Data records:
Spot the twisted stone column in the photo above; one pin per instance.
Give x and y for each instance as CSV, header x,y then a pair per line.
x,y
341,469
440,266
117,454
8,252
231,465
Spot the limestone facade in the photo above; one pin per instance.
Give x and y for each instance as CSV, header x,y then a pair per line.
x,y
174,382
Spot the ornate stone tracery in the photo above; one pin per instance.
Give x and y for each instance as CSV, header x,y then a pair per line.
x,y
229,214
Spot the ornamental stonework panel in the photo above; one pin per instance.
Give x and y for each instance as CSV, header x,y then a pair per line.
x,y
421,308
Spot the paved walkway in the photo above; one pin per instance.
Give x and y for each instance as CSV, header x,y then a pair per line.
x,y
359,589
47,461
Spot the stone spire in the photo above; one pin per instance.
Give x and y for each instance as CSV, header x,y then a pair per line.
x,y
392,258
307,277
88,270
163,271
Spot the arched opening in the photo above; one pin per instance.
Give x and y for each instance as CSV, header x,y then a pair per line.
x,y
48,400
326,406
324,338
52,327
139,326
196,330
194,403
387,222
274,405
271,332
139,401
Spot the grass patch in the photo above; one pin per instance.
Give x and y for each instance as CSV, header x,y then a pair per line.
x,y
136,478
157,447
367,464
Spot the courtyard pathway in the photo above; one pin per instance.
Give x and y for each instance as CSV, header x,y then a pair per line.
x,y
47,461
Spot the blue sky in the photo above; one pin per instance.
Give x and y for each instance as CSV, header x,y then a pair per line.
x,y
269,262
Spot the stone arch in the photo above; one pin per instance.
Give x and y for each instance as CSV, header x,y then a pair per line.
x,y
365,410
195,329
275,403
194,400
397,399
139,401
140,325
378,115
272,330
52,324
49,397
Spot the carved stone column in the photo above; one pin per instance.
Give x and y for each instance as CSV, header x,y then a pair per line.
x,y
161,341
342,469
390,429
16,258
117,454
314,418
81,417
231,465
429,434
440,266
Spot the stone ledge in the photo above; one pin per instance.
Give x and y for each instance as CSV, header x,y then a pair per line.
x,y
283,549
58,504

Problem details: Write an exact transcription of every entry above.

Exercise result:
Spot the twisted stone column in the photo above; one pin per instance.
Give x and y for each instance as CSV, header x,y then a pair per line.
x,y
341,469
440,266
117,454
8,252
231,465
Spot the limestone facade in the photo above; one pin per instance.
Give x and y for each instance as CSV, header x,y then a pair per line.
x,y
174,382
Spot the ornate stone tracery in the photo above; one pin per instance.
Give x and y for each instance as CSV, header x,y then a pair per line.
x,y
229,214
Spot the ornamental stonework panel in the photo above; one pin per instance.
Give x and y for each instance as CSV, header x,y then a pair per line.
x,y
421,308
Spot the paved walkway in the photo above; one pin per instance.
Give x and y for each instance as CSV, header x,y then a pair per line.
x,y
359,589
47,461
Spot the stone spire in the photo above; one pin per instance.
Give x and y for each instance as CSV, header x,y then a pair per line.
x,y
392,258
307,277
88,270
163,271
Spot the arched opening in the photo above; one pin per instance.
Give x and y for each instance as CSV, header x,y then a pair per line.
x,y
48,400
326,406
324,338
52,327
139,326
196,330
194,403
387,222
274,405
271,332
139,401
Spot the grass patch in the photo above; one pin per instance.
Give x and y for each instance as CSV, header x,y then a pair per line.
x,y
136,478
157,447
367,464
Spot the courtyard pathway in the photo above; one pin per instance.
Give x and y for each instance as CSV, header x,y then a pair per line.
x,y
47,461
Spot the blue sky in the photo above; one pin per instance.
Give x and y for each instance as CSV, header x,y then a pair per line.
x,y
269,262
Spot the stone arch in the photo above; one pin per instance.
Give x and y for each instance as CSV, header x,y then a pair per line.
x,y
365,410
195,329
275,403
194,400
397,399
139,401
140,325
378,115
272,330
52,324
49,397
Spot the carved stone column in the photo above; one pin per instance.
Give x and y for each instance as CSV, header x,y then a pair per line.
x,y
161,341
342,469
390,429
16,258
117,454
314,418
81,417
231,465
429,434
440,266
Spot the stone ledge in the photo above; one pin per instance.
Give x and y for each instance as CSV, header x,y then a pair per line.
x,y
283,549
58,504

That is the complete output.